WORK INSTRUCTION
From start to end of the material below, restate each line exactly.

INPUT
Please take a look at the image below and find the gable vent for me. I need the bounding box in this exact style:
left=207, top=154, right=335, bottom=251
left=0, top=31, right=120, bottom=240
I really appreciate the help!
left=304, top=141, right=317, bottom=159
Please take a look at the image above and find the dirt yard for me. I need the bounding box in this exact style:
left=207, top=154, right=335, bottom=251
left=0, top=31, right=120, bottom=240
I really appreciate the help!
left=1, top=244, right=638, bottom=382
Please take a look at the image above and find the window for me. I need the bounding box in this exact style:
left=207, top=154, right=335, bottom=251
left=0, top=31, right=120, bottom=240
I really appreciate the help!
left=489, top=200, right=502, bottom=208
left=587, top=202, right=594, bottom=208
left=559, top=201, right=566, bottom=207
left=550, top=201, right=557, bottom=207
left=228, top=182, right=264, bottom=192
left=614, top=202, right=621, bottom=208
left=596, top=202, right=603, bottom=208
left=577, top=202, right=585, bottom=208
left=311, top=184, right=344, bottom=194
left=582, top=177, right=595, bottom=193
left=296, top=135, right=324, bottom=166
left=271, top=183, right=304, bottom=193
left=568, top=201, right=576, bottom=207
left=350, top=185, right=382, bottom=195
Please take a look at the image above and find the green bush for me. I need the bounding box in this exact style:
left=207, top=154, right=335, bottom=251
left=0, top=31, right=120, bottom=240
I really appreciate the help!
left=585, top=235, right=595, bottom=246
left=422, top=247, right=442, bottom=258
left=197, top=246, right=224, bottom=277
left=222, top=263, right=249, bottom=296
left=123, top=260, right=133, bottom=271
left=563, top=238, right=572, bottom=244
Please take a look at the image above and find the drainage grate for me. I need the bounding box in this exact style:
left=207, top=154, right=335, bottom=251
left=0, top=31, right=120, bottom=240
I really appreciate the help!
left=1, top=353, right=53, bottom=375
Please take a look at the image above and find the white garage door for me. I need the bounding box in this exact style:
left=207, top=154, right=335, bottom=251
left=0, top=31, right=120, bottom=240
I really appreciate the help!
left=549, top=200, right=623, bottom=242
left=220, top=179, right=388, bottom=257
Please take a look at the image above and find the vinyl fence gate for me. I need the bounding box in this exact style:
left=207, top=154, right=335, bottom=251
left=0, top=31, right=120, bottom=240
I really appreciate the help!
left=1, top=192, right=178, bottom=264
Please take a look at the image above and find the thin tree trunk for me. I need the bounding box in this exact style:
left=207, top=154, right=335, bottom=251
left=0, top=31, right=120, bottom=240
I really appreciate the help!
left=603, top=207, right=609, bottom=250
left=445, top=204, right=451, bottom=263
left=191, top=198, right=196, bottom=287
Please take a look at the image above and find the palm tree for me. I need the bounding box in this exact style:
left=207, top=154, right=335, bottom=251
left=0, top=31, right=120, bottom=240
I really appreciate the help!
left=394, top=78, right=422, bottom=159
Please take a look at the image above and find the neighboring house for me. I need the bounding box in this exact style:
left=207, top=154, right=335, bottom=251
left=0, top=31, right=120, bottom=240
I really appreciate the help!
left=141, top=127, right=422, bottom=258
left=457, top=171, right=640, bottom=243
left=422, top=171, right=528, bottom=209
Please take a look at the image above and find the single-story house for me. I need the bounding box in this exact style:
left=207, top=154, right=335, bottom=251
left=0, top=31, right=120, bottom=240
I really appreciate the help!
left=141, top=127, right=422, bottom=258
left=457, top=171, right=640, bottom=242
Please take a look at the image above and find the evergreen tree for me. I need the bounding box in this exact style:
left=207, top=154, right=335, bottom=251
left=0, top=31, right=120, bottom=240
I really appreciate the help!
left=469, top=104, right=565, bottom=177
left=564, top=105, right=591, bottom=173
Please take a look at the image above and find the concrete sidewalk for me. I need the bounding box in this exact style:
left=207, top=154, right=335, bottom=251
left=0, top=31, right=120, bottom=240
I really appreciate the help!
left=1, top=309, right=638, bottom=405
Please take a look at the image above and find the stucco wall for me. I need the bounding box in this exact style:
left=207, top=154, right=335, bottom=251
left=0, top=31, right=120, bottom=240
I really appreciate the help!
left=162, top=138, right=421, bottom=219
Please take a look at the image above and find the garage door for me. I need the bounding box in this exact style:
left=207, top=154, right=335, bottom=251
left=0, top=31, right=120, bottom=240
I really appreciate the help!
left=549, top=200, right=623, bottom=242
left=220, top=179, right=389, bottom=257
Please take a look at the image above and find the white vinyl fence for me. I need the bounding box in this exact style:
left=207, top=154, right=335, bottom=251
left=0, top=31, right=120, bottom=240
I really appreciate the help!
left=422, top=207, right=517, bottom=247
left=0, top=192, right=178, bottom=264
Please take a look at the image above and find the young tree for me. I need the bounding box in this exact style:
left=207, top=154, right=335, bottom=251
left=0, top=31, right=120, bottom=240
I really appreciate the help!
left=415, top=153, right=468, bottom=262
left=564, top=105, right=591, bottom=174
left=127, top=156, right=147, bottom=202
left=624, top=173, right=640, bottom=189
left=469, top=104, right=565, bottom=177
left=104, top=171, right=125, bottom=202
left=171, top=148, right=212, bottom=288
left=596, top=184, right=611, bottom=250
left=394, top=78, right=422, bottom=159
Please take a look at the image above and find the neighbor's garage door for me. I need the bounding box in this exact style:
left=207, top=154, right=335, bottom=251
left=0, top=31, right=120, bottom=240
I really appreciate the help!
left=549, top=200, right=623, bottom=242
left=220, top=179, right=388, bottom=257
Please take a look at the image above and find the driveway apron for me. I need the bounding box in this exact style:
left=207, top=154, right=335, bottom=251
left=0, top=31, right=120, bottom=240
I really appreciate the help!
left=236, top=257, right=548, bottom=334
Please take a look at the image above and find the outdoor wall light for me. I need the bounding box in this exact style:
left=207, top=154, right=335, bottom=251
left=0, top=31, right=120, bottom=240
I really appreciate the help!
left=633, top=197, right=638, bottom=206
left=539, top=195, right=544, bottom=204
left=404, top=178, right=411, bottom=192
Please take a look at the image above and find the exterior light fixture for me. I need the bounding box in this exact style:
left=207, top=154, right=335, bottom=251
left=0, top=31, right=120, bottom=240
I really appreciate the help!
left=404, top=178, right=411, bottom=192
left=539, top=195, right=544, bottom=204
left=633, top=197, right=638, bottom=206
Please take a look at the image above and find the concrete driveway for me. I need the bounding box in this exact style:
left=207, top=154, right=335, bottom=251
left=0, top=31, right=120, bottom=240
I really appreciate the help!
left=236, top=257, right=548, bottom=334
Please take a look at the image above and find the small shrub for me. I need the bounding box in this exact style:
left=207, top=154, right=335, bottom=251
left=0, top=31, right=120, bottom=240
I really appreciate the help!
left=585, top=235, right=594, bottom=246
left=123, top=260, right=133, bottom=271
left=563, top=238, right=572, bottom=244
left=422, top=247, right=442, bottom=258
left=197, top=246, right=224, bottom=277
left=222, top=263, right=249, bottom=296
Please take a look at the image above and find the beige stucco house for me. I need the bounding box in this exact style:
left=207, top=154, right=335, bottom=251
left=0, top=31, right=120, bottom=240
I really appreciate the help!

EXERCISE SOLUTION
Please take a look at the image below and find the gable vent for me. I need the bounding box in this exact style:
left=207, top=154, right=335, bottom=251
left=0, top=31, right=120, bottom=240
I really appreciate the help!
left=304, top=141, right=317, bottom=159
Please take a look at the image above and find the dirt yard for me. I need the bounding box in this exact style:
left=207, top=154, right=335, bottom=251
left=0, top=31, right=120, bottom=240
I really appreciate the help!
left=1, top=244, right=638, bottom=382
Please take a look at the image above and find the window for me. I need the bounding box in this exact style:
left=207, top=154, right=335, bottom=251
left=0, top=31, right=120, bottom=240
I really appreciate the help!
left=489, top=200, right=502, bottom=208
left=587, top=202, right=594, bottom=208
left=559, top=201, right=566, bottom=207
left=550, top=201, right=557, bottom=207
left=228, top=182, right=264, bottom=192
left=614, top=202, right=621, bottom=208
left=596, top=202, right=603, bottom=208
left=577, top=202, right=585, bottom=208
left=311, top=184, right=344, bottom=194
left=582, top=177, right=595, bottom=193
left=296, top=135, right=324, bottom=166
left=271, top=183, right=304, bottom=193
left=568, top=201, right=576, bottom=207
left=350, top=185, right=382, bottom=195
Please take a look at the image above and find the green bush for me. I need the bounding box in this exact style:
left=207, top=154, right=335, bottom=251
left=0, top=31, right=120, bottom=240
I really appreciate the help!
left=585, top=235, right=595, bottom=246
left=422, top=247, right=442, bottom=258
left=197, top=246, right=224, bottom=277
left=222, top=263, right=249, bottom=296
left=123, top=260, right=133, bottom=271
left=563, top=238, right=572, bottom=244
Please take a look at the image above and find the drainage grate for me. I need the bounding box in this exact style:
left=207, top=154, right=335, bottom=251
left=0, top=31, right=120, bottom=240
I really appreciate the help!
left=1, top=353, right=53, bottom=375
Please take a look at the image above and find the white garage door for me. I need the bounding box in this exact style:
left=207, top=154, right=335, bottom=251
left=0, top=31, right=120, bottom=240
I really appreciate the help!
left=549, top=200, right=623, bottom=242
left=220, top=179, right=388, bottom=257
Please take a look at the image above and find the vinyl fence gate for me. I need the bounding box in this exact style:
left=207, top=154, right=335, bottom=251
left=0, top=31, right=120, bottom=240
I really appreciate the help!
left=1, top=192, right=178, bottom=264
Please take a look at the image above and find the thin tree trunk for me. I need the bounding box in this exact style:
left=207, top=154, right=335, bottom=251
left=0, top=31, right=120, bottom=240
I really appreciate the help!
left=603, top=207, right=609, bottom=250
left=445, top=204, right=451, bottom=263
left=191, top=198, right=196, bottom=287
Please take a look at the image above and find the palm tree for me. I need the bounding box in this exact style:
left=207, top=154, right=335, bottom=251
left=0, top=31, right=120, bottom=240
I really appreciate the help!
left=394, top=78, right=422, bottom=159
Please take a look at the image above and find the neighboring house for me. I need the bounding box in this exact style:
left=207, top=154, right=335, bottom=251
left=0, top=31, right=120, bottom=240
I really appreciate the help!
left=141, top=127, right=422, bottom=258
left=457, top=171, right=640, bottom=243
left=422, top=171, right=528, bottom=209
Please take a look at the image above and find the single-story house for me. I need the bounding box in this exact style:
left=207, top=154, right=335, bottom=251
left=0, top=31, right=120, bottom=240
I really appreciate the help!
left=141, top=127, right=422, bottom=258
left=457, top=171, right=640, bottom=242
Please take a look at the image above and find the evergreen tree for me. I need the bounding box in this exact style:
left=207, top=154, right=335, bottom=251
left=0, top=31, right=120, bottom=240
I really appreciate the help!
left=469, top=104, right=565, bottom=177
left=564, top=105, right=591, bottom=173
Please take a look at the image above and find the concrete sidewalk for me. I need the bounding box in this exact style:
left=207, top=154, right=335, bottom=251
left=0, top=31, right=120, bottom=240
I really appreciate the help!
left=1, top=309, right=638, bottom=405
Please take a look at the image above and find the stucco wall for me. I need the bounding box in this exact style:
left=207, top=154, right=335, bottom=251
left=0, top=31, right=120, bottom=240
I really appreciate the help!
left=162, top=138, right=421, bottom=219
Please take a look at the image above and find the garage door for me. I need the bounding box in this exact style:
left=207, top=154, right=335, bottom=251
left=0, top=31, right=120, bottom=240
I really appreciate the help!
left=549, top=200, right=623, bottom=242
left=220, top=179, right=389, bottom=257
Please take a look at the image above and find the white vinyl fence for me. I need the bounding box in this exact style:
left=207, top=154, right=335, bottom=251
left=0, top=31, right=120, bottom=240
I really appreciate the help!
left=422, top=207, right=517, bottom=247
left=0, top=192, right=178, bottom=264
Please take a look at the image above and find the young tree for me. I need the bounding box in this exact style:
left=207, top=154, right=335, bottom=251
left=0, top=31, right=120, bottom=240
I really appreciate the help!
left=415, top=153, right=468, bottom=262
left=564, top=105, right=591, bottom=174
left=127, top=156, right=147, bottom=202
left=624, top=173, right=640, bottom=189
left=469, top=104, right=565, bottom=177
left=104, top=171, right=125, bottom=202
left=171, top=148, right=212, bottom=288
left=596, top=184, right=611, bottom=250
left=394, top=78, right=422, bottom=159
Please take a look at the image above and find the neighbor's garage door for me. I need the bounding box in this exact style:
left=207, top=154, right=335, bottom=251
left=0, top=31, right=120, bottom=240
I really appreciate the help!
left=549, top=200, right=623, bottom=242
left=220, top=179, right=388, bottom=257
Please take a look at the image above and find the driveway apron for me. I need the bounding box in this exact style:
left=207, top=154, right=335, bottom=251
left=0, top=31, right=120, bottom=240
I really appreciate the help!
left=236, top=257, right=548, bottom=334
Please take a look at the image above and find the outdoor wall light for me. I need the bounding box in this exact style:
left=207, top=154, right=335, bottom=251
left=0, top=31, right=120, bottom=240
I really appreciate the help!
left=633, top=197, right=638, bottom=206
left=539, top=195, right=544, bottom=204
left=404, top=178, right=411, bottom=192
Please take a look at the image above and find the exterior light fixture for me. I need the bounding box in this exact style:
left=207, top=154, right=335, bottom=251
left=0, top=31, right=120, bottom=240
I really appreciate the help!
left=404, top=178, right=411, bottom=192
left=539, top=195, right=544, bottom=204
left=633, top=197, right=638, bottom=206
Please take a look at the image above and find the concrete driveway for me. I need the bounding box in this exact style:
left=207, top=154, right=335, bottom=251
left=0, top=31, right=120, bottom=240
I really appreciate the help!
left=236, top=257, right=548, bottom=334
Please take a look at the image above and find the small shrub for me. I need the bounding box in this exact style:
left=207, top=154, right=335, bottom=251
left=0, top=31, right=120, bottom=240
I really appreciate the help!
left=585, top=235, right=594, bottom=246
left=123, top=260, right=133, bottom=271
left=563, top=238, right=572, bottom=244
left=422, top=247, right=442, bottom=258
left=197, top=246, right=224, bottom=277
left=222, top=263, right=249, bottom=296
Please take a look at the image above and find the beige stucco house for me. I need the bounding box in this exact style:
left=207, top=154, right=335, bottom=251
left=0, top=31, right=120, bottom=240
I really appreciate the help!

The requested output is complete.